━━━━━ DATA IN THIS EXERCISE ━━━━━

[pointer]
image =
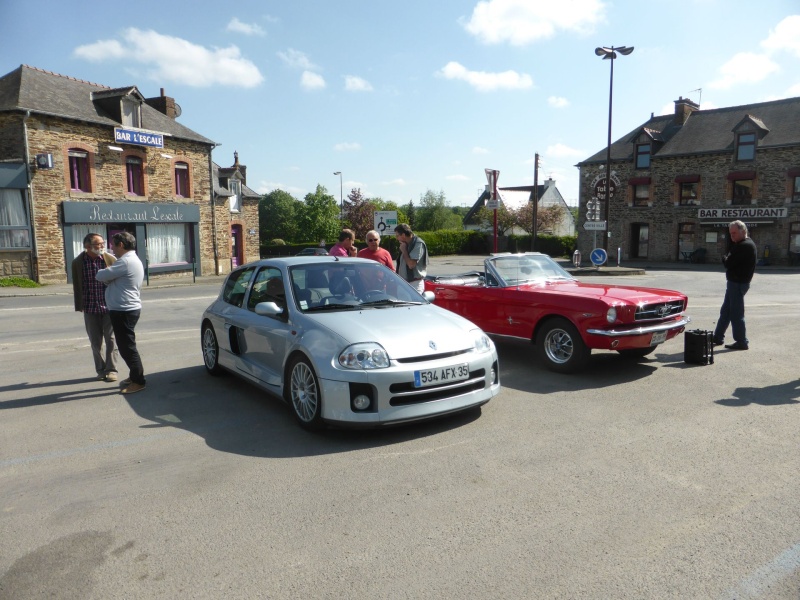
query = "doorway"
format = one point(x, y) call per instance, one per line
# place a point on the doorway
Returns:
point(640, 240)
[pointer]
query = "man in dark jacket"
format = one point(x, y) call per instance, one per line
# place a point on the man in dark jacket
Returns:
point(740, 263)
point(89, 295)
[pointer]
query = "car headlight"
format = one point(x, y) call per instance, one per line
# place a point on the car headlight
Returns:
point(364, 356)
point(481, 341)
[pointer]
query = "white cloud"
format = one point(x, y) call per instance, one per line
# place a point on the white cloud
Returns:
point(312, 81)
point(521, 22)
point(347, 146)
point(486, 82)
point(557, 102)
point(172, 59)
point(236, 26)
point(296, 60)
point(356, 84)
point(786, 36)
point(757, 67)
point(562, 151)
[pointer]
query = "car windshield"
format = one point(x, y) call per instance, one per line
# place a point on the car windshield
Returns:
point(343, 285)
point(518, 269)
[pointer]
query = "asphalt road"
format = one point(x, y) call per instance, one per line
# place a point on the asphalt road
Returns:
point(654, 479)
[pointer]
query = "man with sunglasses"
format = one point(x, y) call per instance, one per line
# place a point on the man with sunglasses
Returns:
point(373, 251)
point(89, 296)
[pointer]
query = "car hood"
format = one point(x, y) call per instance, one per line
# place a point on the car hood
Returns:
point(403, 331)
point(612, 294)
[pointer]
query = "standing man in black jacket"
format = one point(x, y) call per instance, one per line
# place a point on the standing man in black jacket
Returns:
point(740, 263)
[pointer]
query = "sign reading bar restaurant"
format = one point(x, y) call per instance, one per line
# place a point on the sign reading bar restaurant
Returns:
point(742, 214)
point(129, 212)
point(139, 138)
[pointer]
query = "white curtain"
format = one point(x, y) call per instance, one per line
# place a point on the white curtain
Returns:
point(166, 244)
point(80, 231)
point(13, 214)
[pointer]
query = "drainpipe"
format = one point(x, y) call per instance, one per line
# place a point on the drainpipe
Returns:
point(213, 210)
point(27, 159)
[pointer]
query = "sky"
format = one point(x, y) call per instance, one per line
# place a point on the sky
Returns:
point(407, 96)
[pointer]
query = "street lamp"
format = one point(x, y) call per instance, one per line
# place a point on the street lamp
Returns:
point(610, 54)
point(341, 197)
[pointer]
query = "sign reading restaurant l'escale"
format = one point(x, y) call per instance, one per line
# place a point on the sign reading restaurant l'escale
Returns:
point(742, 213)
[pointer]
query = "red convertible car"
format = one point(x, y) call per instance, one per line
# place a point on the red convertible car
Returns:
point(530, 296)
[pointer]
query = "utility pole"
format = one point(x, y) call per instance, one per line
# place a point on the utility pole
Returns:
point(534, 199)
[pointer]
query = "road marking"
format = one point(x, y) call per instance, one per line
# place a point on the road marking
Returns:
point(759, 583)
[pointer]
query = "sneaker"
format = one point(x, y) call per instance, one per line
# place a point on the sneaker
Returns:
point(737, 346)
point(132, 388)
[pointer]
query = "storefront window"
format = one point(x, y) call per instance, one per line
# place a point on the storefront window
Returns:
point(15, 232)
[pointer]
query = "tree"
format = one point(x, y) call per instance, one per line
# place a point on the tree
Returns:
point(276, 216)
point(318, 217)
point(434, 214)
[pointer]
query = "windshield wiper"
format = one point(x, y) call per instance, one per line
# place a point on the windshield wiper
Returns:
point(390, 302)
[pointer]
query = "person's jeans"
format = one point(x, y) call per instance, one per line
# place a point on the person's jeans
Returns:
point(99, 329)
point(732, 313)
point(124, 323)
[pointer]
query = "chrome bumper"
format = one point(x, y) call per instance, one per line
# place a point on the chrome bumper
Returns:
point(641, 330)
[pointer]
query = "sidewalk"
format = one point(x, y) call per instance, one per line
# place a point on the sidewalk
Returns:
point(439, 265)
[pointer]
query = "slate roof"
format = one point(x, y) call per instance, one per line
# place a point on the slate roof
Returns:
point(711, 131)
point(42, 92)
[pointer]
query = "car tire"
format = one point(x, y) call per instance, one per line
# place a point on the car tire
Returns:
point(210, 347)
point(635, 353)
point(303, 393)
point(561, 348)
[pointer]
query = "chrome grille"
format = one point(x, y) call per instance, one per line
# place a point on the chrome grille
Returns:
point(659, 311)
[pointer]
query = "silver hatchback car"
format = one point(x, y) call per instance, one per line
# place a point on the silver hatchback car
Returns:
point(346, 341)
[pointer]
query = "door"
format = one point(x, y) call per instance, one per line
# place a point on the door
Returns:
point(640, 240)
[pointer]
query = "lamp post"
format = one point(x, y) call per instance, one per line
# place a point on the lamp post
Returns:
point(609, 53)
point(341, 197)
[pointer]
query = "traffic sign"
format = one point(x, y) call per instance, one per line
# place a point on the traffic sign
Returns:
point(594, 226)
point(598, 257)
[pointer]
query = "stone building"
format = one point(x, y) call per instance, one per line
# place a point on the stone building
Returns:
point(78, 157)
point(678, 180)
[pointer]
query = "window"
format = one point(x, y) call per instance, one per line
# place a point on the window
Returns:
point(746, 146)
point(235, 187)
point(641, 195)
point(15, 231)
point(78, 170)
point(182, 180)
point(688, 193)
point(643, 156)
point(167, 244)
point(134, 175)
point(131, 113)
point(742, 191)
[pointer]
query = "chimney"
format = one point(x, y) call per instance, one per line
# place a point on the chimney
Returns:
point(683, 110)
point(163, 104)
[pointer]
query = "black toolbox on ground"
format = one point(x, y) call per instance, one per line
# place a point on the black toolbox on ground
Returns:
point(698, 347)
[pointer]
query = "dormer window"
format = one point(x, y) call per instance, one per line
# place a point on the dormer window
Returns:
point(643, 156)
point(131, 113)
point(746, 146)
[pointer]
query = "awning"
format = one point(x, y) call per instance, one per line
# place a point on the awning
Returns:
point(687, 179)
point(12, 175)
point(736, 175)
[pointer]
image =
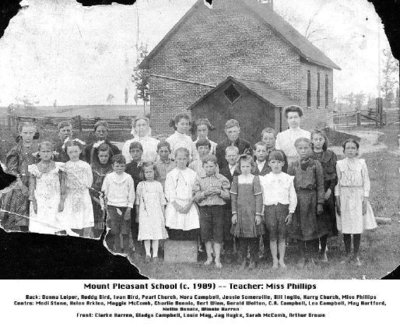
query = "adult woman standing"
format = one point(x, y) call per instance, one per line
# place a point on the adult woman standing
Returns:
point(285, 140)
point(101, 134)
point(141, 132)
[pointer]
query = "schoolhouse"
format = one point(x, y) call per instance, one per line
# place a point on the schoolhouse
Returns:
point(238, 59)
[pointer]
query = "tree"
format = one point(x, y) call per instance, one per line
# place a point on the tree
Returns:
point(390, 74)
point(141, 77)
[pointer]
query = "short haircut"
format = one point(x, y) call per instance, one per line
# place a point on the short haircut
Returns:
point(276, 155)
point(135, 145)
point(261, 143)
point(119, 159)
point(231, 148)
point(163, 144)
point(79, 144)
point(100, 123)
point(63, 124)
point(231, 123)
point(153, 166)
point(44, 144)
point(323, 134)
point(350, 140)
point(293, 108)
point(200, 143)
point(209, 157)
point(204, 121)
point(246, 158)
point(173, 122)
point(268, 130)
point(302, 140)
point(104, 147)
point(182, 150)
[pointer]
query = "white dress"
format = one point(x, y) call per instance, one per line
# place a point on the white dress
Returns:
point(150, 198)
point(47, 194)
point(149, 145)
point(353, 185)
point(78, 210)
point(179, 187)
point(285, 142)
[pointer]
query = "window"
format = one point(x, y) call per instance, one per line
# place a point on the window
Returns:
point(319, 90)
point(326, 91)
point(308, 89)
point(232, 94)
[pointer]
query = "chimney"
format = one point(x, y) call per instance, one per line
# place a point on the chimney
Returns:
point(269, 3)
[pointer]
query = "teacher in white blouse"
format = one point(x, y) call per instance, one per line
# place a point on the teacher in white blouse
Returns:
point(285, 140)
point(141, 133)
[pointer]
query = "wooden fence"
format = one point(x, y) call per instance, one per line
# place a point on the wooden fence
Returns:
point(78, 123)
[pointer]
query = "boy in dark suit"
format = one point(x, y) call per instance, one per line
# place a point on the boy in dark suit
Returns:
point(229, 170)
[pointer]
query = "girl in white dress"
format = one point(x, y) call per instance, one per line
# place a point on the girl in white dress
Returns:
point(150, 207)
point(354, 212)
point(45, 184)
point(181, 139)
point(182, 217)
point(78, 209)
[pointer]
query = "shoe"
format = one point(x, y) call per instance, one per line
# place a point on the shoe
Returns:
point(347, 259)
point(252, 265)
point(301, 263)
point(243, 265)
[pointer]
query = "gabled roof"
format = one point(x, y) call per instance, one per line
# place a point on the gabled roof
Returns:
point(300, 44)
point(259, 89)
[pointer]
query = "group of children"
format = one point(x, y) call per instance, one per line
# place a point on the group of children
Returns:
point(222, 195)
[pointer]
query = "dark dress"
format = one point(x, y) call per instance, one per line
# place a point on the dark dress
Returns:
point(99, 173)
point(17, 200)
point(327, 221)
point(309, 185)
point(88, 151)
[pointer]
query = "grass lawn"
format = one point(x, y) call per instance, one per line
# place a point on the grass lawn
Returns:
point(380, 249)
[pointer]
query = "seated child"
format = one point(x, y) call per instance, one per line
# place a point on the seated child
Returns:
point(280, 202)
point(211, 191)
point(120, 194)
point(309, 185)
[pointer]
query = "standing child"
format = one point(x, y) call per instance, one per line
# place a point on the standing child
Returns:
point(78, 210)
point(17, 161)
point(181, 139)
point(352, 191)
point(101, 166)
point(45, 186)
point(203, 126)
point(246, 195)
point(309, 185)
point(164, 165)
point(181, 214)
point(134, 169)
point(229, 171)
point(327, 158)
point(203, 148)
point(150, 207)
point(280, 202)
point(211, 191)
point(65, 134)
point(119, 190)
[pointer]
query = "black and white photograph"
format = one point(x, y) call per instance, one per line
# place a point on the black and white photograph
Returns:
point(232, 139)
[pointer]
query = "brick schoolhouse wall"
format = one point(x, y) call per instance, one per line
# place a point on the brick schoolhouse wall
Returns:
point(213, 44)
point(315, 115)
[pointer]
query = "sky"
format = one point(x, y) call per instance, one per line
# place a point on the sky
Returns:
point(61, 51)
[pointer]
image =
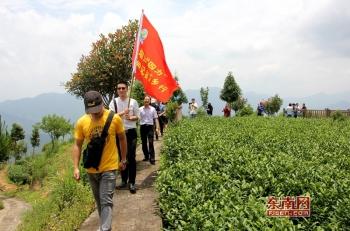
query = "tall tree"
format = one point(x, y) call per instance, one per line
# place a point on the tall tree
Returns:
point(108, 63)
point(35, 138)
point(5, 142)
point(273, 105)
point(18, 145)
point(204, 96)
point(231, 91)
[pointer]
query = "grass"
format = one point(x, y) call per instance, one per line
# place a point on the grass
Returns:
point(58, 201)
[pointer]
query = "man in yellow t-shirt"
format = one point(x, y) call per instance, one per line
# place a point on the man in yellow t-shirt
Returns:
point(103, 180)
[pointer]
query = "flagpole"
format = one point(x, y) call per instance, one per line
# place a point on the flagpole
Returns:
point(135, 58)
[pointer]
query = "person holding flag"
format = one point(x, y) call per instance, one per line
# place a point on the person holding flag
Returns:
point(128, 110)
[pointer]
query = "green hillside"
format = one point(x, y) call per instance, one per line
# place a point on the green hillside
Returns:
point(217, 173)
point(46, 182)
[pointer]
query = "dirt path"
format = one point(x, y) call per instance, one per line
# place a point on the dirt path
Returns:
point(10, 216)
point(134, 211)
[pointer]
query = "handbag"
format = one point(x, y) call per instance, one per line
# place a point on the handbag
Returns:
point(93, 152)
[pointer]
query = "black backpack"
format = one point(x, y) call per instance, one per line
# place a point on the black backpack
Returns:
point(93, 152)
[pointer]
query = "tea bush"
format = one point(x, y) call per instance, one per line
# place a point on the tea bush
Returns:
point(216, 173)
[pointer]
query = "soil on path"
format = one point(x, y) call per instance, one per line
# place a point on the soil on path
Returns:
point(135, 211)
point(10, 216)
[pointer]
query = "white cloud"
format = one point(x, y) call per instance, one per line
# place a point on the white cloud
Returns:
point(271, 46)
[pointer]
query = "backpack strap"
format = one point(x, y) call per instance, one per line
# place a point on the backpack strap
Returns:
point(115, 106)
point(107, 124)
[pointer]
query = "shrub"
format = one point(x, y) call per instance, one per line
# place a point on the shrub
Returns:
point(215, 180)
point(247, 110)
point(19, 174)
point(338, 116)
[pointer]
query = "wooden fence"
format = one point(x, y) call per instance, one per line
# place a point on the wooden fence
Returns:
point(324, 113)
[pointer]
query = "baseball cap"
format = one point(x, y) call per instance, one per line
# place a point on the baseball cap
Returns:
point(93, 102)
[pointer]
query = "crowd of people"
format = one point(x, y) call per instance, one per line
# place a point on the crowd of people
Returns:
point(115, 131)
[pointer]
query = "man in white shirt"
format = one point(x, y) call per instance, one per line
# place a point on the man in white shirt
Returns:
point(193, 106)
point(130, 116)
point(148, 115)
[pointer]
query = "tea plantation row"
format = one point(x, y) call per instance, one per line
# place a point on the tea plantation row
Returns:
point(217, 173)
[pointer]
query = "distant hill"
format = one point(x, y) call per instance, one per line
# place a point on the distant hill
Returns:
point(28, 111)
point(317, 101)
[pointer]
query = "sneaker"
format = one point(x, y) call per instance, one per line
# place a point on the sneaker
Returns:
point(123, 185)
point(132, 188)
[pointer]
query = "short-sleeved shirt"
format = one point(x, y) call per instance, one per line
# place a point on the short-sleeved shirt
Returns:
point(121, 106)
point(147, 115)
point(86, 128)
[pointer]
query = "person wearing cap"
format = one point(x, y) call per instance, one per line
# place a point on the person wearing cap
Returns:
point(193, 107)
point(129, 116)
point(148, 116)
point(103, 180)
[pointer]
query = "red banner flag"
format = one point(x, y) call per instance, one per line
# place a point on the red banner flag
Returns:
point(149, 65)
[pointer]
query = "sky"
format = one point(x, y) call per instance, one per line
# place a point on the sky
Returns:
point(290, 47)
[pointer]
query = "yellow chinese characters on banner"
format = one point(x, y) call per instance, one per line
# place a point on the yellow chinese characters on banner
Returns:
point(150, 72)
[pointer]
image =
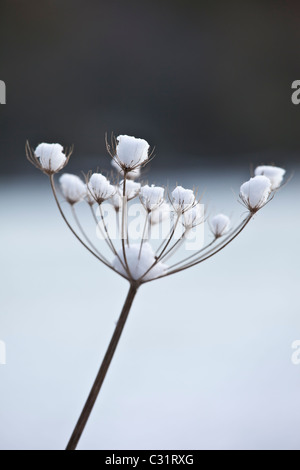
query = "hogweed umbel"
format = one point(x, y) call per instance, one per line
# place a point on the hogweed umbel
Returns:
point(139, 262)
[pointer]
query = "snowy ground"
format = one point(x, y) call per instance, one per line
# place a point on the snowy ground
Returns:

━━━━━

**GIVEN TASK**
Rewrite the material from its beginning through the line containing "point(27, 159)", replacing "drainpipe" with "downspout" and changing nothing else. Omit the pictures.

**OUTPUT FOR THIS EXERCISE**
[pointer]
image =
query = "doorway"
format = one point(x, y) call per instance, one per line
# place a point on the doorway
Returns:
point(640, 240)
[pointer]
query = "man in dark jacket"
format = one point(x, y) call per instance, one per line
# place a point on the man in dark jacket
Returns:
point(740, 263)
point(89, 295)
[pointer]
query = "car headlight"
format = one point(x, y) call per instance, one per line
# place a point on the car headlight
Returns:
point(364, 356)
point(481, 341)
[pointer]
query = "white cloud"
format = one point(x, y) call per instance, one per line
# place a point on the white cloud
Returns:
point(312, 81)
point(521, 22)
point(347, 146)
point(486, 82)
point(557, 102)
point(172, 59)
point(236, 26)
point(296, 60)
point(356, 84)
point(786, 36)
point(757, 67)
point(562, 151)
[pointer]
query = "car windshield"
format = one point(x, y) call per instance, one per line
# place a point on the car windshield
Returns:
point(343, 285)
point(518, 269)
[pointer]
query = "asphalt road"
format = one point(x, y) call per instance, one per line
# place a point on the asphalt road
Returns:
point(654, 479)
[pointer]
query = "man with sunglasses"
format = one point(x, y) call per instance, one per line
# place a point on the man with sunglasses
Returns:
point(373, 251)
point(89, 296)
[pointer]
query = "car hood"
format = one point(x, y) call per instance, one per line
# place a point on the car hood
Returns:
point(403, 331)
point(612, 294)
[pointer]
query = "standing man in black jacket"
format = one point(x, y) call per instance, one per line
# place a point on the standing man in black jacket
Returns:
point(740, 263)
[pointer]
query = "sign reading bar restaurant"
format = one point(x, y) call per instance, one per line
# place a point on the sign reading bar restaurant
Returns:
point(742, 214)
point(129, 212)
point(139, 138)
[pointer]
query = "white curtain"
format = one point(x, y) call per instance, one per line
# place a point on the white curtain
Returns:
point(166, 244)
point(80, 231)
point(13, 214)
[pointer]
query = "downspout"
format = one point(x, y) call per instance, one per line
# place a point on the downspout
Returns:
point(213, 210)
point(27, 159)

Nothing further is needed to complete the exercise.